DIRECTION: Restate the data word for word and leave the images out.

DATASET ROWS:
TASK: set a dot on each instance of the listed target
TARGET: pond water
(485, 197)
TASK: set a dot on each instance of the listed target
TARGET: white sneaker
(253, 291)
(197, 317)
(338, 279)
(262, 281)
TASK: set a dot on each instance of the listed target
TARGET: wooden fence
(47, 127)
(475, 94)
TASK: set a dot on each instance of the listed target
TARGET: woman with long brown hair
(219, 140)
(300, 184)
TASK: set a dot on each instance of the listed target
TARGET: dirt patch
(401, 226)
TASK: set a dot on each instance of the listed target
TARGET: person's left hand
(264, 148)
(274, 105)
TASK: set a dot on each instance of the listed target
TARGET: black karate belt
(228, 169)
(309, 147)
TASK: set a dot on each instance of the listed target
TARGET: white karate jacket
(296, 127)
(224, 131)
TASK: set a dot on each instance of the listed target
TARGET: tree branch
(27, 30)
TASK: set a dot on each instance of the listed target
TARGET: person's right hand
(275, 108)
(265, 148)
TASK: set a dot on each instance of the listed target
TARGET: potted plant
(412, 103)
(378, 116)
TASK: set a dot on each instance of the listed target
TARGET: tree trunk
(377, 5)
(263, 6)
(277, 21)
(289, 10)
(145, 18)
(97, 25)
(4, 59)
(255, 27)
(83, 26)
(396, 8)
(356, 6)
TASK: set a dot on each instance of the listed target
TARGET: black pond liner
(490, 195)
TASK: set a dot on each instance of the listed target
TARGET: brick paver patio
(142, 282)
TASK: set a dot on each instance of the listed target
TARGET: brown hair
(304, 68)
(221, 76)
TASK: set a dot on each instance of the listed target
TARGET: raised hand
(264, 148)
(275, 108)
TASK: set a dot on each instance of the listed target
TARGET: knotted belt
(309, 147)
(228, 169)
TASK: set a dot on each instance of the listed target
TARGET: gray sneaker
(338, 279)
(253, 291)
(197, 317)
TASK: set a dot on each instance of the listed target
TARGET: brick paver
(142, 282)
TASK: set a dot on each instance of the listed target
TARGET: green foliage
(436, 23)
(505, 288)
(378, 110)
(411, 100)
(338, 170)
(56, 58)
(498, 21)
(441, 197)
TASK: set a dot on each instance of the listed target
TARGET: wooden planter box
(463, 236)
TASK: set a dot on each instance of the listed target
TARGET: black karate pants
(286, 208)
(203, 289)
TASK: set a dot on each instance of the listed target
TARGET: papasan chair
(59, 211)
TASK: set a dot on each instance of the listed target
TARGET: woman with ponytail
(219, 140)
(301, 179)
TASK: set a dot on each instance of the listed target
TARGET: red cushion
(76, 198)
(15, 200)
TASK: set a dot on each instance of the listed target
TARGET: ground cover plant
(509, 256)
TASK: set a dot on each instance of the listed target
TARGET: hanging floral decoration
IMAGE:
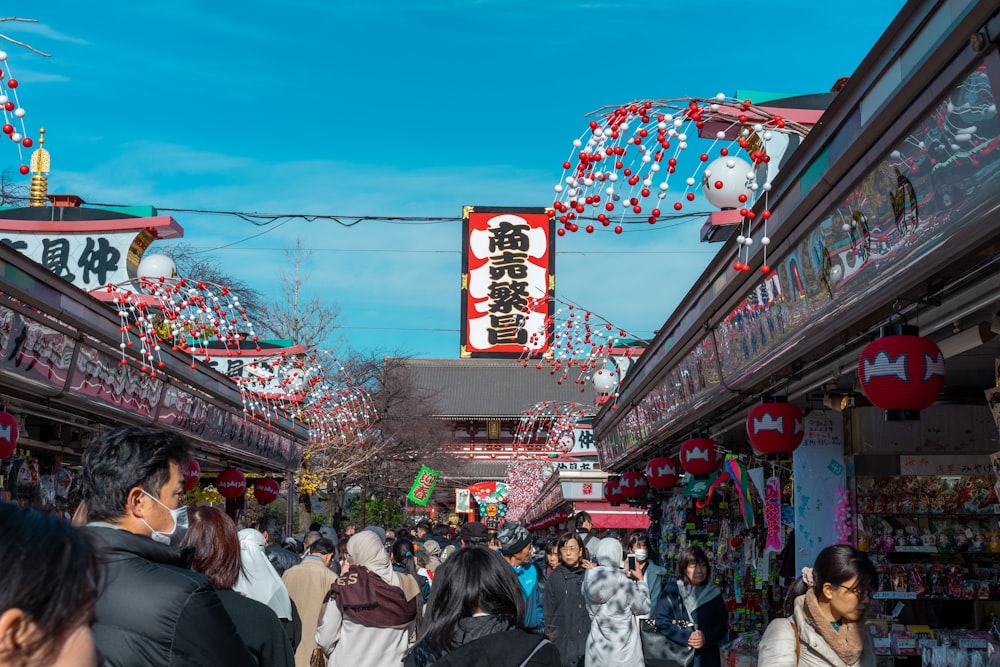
(552, 424)
(525, 479)
(625, 163)
(582, 344)
(13, 112)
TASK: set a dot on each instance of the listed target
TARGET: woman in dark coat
(694, 598)
(567, 622)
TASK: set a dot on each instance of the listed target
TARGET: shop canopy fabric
(605, 515)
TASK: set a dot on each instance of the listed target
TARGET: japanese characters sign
(423, 485)
(508, 281)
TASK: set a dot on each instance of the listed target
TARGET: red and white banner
(508, 281)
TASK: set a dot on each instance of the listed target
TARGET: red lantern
(775, 427)
(700, 456)
(8, 434)
(192, 475)
(613, 493)
(231, 483)
(901, 372)
(633, 484)
(662, 473)
(266, 490)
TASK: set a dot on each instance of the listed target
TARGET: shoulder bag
(658, 650)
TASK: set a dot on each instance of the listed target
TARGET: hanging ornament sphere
(231, 483)
(700, 456)
(266, 490)
(725, 179)
(901, 372)
(775, 427)
(157, 266)
(605, 380)
(192, 475)
(663, 472)
(8, 434)
(633, 484)
(613, 493)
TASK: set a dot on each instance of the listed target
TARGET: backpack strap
(531, 655)
(798, 646)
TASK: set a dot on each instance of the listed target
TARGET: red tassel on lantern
(266, 490)
(901, 372)
(700, 456)
(613, 493)
(633, 484)
(775, 427)
(662, 472)
(192, 475)
(231, 483)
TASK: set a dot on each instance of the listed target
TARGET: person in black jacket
(567, 622)
(152, 611)
(476, 617)
(693, 598)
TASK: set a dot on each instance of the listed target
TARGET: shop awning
(606, 515)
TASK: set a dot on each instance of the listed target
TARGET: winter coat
(655, 577)
(778, 647)
(307, 584)
(488, 641)
(711, 617)
(260, 628)
(613, 601)
(153, 611)
(567, 622)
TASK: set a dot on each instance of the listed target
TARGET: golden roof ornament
(39, 188)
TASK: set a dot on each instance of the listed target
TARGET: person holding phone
(654, 575)
(694, 599)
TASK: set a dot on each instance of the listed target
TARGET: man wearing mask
(515, 546)
(152, 610)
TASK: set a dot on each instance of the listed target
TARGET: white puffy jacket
(778, 646)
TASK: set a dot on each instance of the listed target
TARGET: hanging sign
(423, 485)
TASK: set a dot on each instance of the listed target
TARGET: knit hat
(473, 531)
(513, 537)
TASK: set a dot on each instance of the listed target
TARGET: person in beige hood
(825, 611)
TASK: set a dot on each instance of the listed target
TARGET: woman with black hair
(567, 622)
(49, 593)
(476, 616)
(825, 610)
(691, 611)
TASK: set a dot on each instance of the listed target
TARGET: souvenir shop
(848, 392)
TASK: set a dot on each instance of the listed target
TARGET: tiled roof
(494, 387)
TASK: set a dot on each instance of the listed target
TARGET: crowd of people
(150, 582)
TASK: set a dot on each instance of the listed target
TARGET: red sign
(508, 285)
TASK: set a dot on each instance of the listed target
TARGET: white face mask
(176, 534)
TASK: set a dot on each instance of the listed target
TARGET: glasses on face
(861, 593)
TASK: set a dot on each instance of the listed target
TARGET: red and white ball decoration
(662, 473)
(613, 493)
(775, 427)
(231, 483)
(700, 456)
(633, 484)
(192, 475)
(266, 490)
(623, 163)
(901, 372)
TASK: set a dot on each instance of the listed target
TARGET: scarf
(365, 598)
(847, 642)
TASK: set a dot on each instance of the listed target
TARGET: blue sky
(364, 108)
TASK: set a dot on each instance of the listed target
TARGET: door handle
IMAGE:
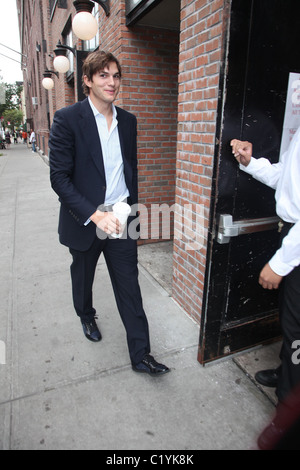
(227, 228)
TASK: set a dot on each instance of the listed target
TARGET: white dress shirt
(116, 189)
(284, 177)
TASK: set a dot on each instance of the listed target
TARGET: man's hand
(242, 151)
(268, 279)
(106, 221)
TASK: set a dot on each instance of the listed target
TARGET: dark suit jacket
(77, 170)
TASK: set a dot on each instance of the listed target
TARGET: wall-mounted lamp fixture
(61, 62)
(47, 82)
(84, 24)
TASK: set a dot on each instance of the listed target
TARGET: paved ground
(59, 391)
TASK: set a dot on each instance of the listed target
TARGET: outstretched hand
(242, 150)
(268, 279)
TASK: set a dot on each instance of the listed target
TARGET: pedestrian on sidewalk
(93, 165)
(32, 140)
(7, 140)
(283, 270)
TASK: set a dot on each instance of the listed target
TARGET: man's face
(105, 85)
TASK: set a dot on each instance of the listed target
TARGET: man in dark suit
(93, 165)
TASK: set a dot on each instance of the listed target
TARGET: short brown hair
(96, 62)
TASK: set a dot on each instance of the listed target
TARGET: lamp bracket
(48, 73)
(61, 49)
(88, 5)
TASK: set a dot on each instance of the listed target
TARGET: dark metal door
(238, 313)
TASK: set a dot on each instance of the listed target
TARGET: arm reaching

OUTPUT FOR THIS TASK:
TASK: set a dot on each instance of the listed target
TARGET: pond water
(485, 197)
TASK: set a dot on each instance of the listed target
TARGET: white sneaker
(253, 291)
(197, 317)
(338, 279)
(262, 281)
TASK: set a dot on each instance of the listed target
TARGET: wooden fence
(47, 127)
(475, 94)
TASK: set a dot on each instance of the listed target
TARGET: woman with long brown hair
(219, 140)
(300, 184)
TASK: set a dot on each instance of the listed target
TARGET: dirt patch
(401, 226)
TASK: set a dot on each instance of the listed target
TARGET: person's left hand
(264, 148)
(274, 105)
TASK: set a dot on each instance of the listed target
TARGET: black karate belt
(228, 169)
(309, 147)
TASK: set a dot on each instance of the listed target
TARGET: white karate jacket
(296, 127)
(224, 131)
TASK: set a dot on each instance of the listed target
TARGET: tree branch
(27, 30)
TASK: set a dot on each instance of the listed target
TARGET: person's right hand
(275, 108)
(265, 148)
TASK: set a dot on each instance of the listed target
TARGET: potted plant
(412, 103)
(378, 116)
TASK: set a dot on each instance of the listed target
TARGET: tree trunk
(377, 5)
(263, 6)
(277, 21)
(289, 10)
(145, 18)
(97, 25)
(4, 59)
(255, 27)
(83, 26)
(396, 8)
(356, 6)
TASK: set a dot on each instance of the listed target
TARGET: black pond liner
(490, 195)
TASK: set a dot on each instance of the listed target
TARGET: brick paver patio
(142, 282)
TASK: set a dot on each instance of the listed target
TARGET: brown hair
(304, 68)
(221, 76)
TASK: set a dot on each instance of the listed target
TARGET: raised hand
(264, 148)
(275, 108)
TASK: set a dot on each instance of the listed target
TARGET: knotted belt
(309, 147)
(228, 169)
TASK: set a dot on each instance of the listed target
TARGET: gray sneaker
(338, 279)
(253, 291)
(197, 317)
TASK: set a dot on each instance of the listed target
TARGET: brick paver
(142, 282)
TASK: set a dot on each instance of the listed target
TARGET: green foliage
(436, 23)
(505, 288)
(378, 110)
(411, 100)
(338, 170)
(56, 58)
(498, 21)
(441, 197)
TASK: set a dot on each instance of the listed target
TARGET: wooden planter box
(463, 236)
TASK: set a dot on each instance of the listed target
TARGET: black karate pants
(286, 208)
(203, 289)
TASK: set a dot on each instance of the listed target
TARGET: papasan chair
(59, 211)
TASK: set a dot on each instance of the listed target
TARGET: woman with ponytail
(219, 140)
(301, 179)
TASK: set a dot on each instance of the listed target
TARGET: red cushion
(76, 198)
(15, 200)
TASK: set a dot on each instance of the listed target
TARGET: ground cover plant
(509, 256)
TASK: set a dot on each instance of the listed target
TARGET: hanging floral decoration
IMAGE:
(552, 424)
(525, 479)
(625, 163)
(582, 344)
(13, 112)
TASK: set a dot on each instance of the listed target
TARGET: woman in dark coat
(694, 598)
(567, 622)
TASK: set a dot on each instance of the listed target
TARGET: shop canopy fabric
(605, 515)
TASK: set a dot on each instance of the listed target
TARGET: japanese characters sign
(423, 485)
(508, 281)
TASK: set a dot on each instance of the listed target
TARGET: red and white banner
(508, 281)
TASK: set a dot on each instance of the listed target
TARGET: red lantern
(775, 427)
(700, 456)
(8, 434)
(192, 475)
(613, 493)
(231, 483)
(901, 372)
(633, 484)
(662, 473)
(266, 490)
TASK: set a dot on each instance of the listed target
TARGET: shoulder bag
(658, 650)
TASK: set a dot on each instance of the listed target
TARGET: hanging ornament sphere
(231, 483)
(700, 456)
(266, 490)
(725, 179)
(901, 372)
(775, 427)
(157, 266)
(605, 380)
(192, 475)
(663, 472)
(8, 434)
(633, 484)
(613, 493)
TASK: set a dot on each instance of the listed target
TARGET: backpack strap
(531, 655)
(798, 646)
TASK: set a dot on each instance of the listed target
TARGET: red tassel on lantern
(266, 490)
(901, 372)
(700, 456)
(613, 493)
(633, 484)
(775, 427)
(662, 472)
(192, 475)
(231, 483)
TASK: set a dot on each instance of the listed target
TARGET: person in black jacket
(567, 622)
(152, 611)
(476, 617)
(693, 598)
TASK: set a dot on each instance of the listed target
TARGET: shop awning
(606, 515)
TASK: set a dot on each instance of the listed target
TARGET: winter coat
(655, 577)
(778, 647)
(307, 584)
(488, 641)
(711, 617)
(260, 628)
(613, 601)
(153, 611)
(567, 622)
TASK: set a dot on each instance of the listed target
TARGET: golden roof ornament
(39, 188)
TASK: set a dot on each instance of the listed target
TARGET: person holding phone
(654, 575)
(694, 599)
TASK: set a dot on each instance of the listed target
TARGET: man wearing mask
(515, 546)
(152, 610)
TASK: set a dot on each instance of the listed target
TARGET: white puffy jacket
(778, 646)
TASK: set a dot on each instance of the listed target
TARGET: hanging sign
(423, 485)
TASK: set a dot on each instance of the listed target
TARGET: knit hat
(473, 531)
(513, 537)
TASK: set a dot on each instance of the listed target
TARGET: person in beige hood
(825, 611)
TASK: set a dot on each instance of the listed target
TARGET: woman with black hair
(567, 622)
(49, 593)
(476, 616)
(825, 610)
(691, 611)
TASK: set a dot on each instance of the listed target
TARGET: souvenir shop
(848, 392)
TASK: set a dot on each instance of the listed target
TARGET: tiled roof
(494, 387)
TASK: set a dot on each instance of the listed target
TARGET: crowd of people
(150, 582)
TASK: set a dot on each instance of the listed target
TARGET: red sign
(508, 285)
TASK: set a dot on each instance of the listed target
TARGET: white face mask
(176, 534)
TASK: set a dot on each instance of the listed target
TARGET: glasses on face
(861, 593)
TASK: set a dot on each instance of the listed target
TARGET: red and white ball decoration
(662, 473)
(613, 493)
(775, 427)
(231, 483)
(700, 456)
(633, 484)
(192, 475)
(266, 490)
(623, 163)
(901, 372)
TASK: set a dot on each instance of the listed target
TARGET: scarf
(365, 598)
(847, 642)
TASK: set a dot on each instance of the listed target
TARGET: blue sky
(364, 108)
TASK: set a dot on each instance of the listed target
TARGET: door handle
IMAGE:
(227, 228)
TASK: set a dot on each instance of the listed target
TARGET: white dress shirt
(116, 189)
(284, 177)
TASK: set a dot on each instance of the listed target
TARGET: man's hand
(242, 151)
(268, 279)
(106, 221)
TASK: set a dot on each instance of the listed target
TARGET: dark suit jacket
(77, 170)
TASK: set a dot on each instance of the listed target
TARGET: wall-mounted lamp fixture
(61, 62)
(47, 82)
(84, 24)
TASK: set a dot on each instance of the listed target
TARGET: paved ground
(59, 391)
TASK: set a dot on each instance of the listed target
TARGET: outstretched hand
(242, 150)
(268, 279)
TASK: set a dot on each instance of the listed target
TARGET: pedestrian on sidewalk
(93, 165)
(32, 140)
(7, 140)
(283, 270)
TASK: set a dot on each instance of the listed target
TARGET: man's face
(105, 85)
TASK: set a dot on each instance of the listed target
TARGET: man in dark suit
(93, 165)
TASK: set a dot on each instance of the listed target
TARGET: short brown hair
(96, 62)
TASK: set a dot on each instance of the listed target
TARGET: lamp bracket
(48, 73)
(61, 49)
(88, 5)
TASK: set a dot on each instance of the listed target
TARGET: dark metal door
(238, 313)
TASK: set a dot on each instance of the listed target
TARGET: arm reaching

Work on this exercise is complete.